**SOURCE DOCUMENT**
■ ■ ■ ■ ■ ■ ■
While it is not fully operational, it shows that the String type works properly. A buffer is allocated, and filled with characters. It is not much - but it does show that, in the future, a vast majority of Rust crates (libraries) and programs could just run within the .NET runtime. There are some places where changes may be very beneficial (mainly - the standard lib), but in most cases - they will not be strictly necessary.

So, now that I explained what the project is, let me tell you a bit about what I learned working on it.

CIL is very versatile and expressive

I could write a whole series of articles praising CIL - it is very well-designed. It is not overly complicated, while still being able to efficiently store complex programs.

The MIR to CIL translation is very straightforward, as far as compiler-related stuff goes. I was able to map almost all MIR concepts directly to CIL, without changing almost anything. For each MIR statement, you can easily find the corresponding sequence of CIL instructions in the final assembly.

//_4 = Add(move _5, const 2_i8)
ldloc.s 5
ldc.i4.2
conv.i1
add
stloc.s 4

This makes debugging relatively painless, since I can pinpoint the exact MIR statement which was improperly translated.

When the config variable TRACE_STATEMENTS is set to true, the codegen will insert additional instructions which make the runtime print each statement it executes. Even things like local variables map directly from MIR to CIL.

A funny side effect of using CIL was the ability to turn Rust into unsafe C#. Since C# decompilers can turn CIL into C#, there is nothing stopping me from just taking the CIL produced by rustc_codegen_clr and feeding it to a decompiler. Quite a few of them freak out here and there(e.g. IL Spy sometimes crated variables without names), but I was able to use them for debugging purposes, and turned a few simple Rust programs into C#.

Rustc - nice to work with

The internal APIs of Rustc are very pleasant to work with, once you get the hang of them. There are some things to be weary of, but most pitfalls are quite easy to avoid once you know about them. It is honestly quite hard to say much more than that: a bad API is obvious, but a good one is often unnoticed. It does its job, and it does it well.

The way things are organized also made it easy to follow good coding practices. I don't have much experience writing large projects: the ones I wrote before were significantly smaller. I feel like, in this case, I still managed to keep things organized, mostly due to the way MIR is structured. It has a nice hierarchy, which I could follow and structure my project accordingly. Most elements of MIR are simple, and have a very well-defined function, which made splitting the codebase really easy.

One thing I want to quickly mention is the numerous small optimizations sprinkled trough rustc.

I did not aim for high performance with the first version of my project - yet the whole thing still runs at an OK speed, even though I am leaving a lot of optimizations on the table.
■ ■ ■ ■ ■ ■ ■
**BRIEF 1**
Summarize the article on compiling Rust to CIL in two sentences.
**BRIEF 2**
Output the passage of the article on compiling Rust to CIL that runs from "When the config" down to "MIR to CIL.", without altering it.
**BRIEF 3**
List every CIL instruction mnemonic in the code example of the article on compiling Rust to CIL, in the order in which they occur.
The data after this point comes from a separate source.

**DATASET SECTION**
■ ■ ■ ■ ■ ■ ■
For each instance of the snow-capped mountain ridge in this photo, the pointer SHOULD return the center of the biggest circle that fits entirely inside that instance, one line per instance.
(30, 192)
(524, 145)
■ ■ ■ ■ ■ ■ ■
**WRITTEN RESPONSE 1**
The String type already works properly in the project, which suggests that most Rust crates and programs could eventually run within the .NET runtime. CIL is described as well designed, with almost all MIR concepts mapping directly to CIL, which makes debugging relatively painless, and the internal APIs of rustc are called very pleasant to work with.

**WRITTEN RESPONSE 2**
When the config variable TRACE_STATEMENTS is set to true, the codegen will insert additional instructions which make the runtime print each statement it executes. Even things like local variables map directly from MIR to CIL.

**WRITTEN RESPONSE 3**
ldloc.s
ldc.i4.2
conv.i1
add
stloc.s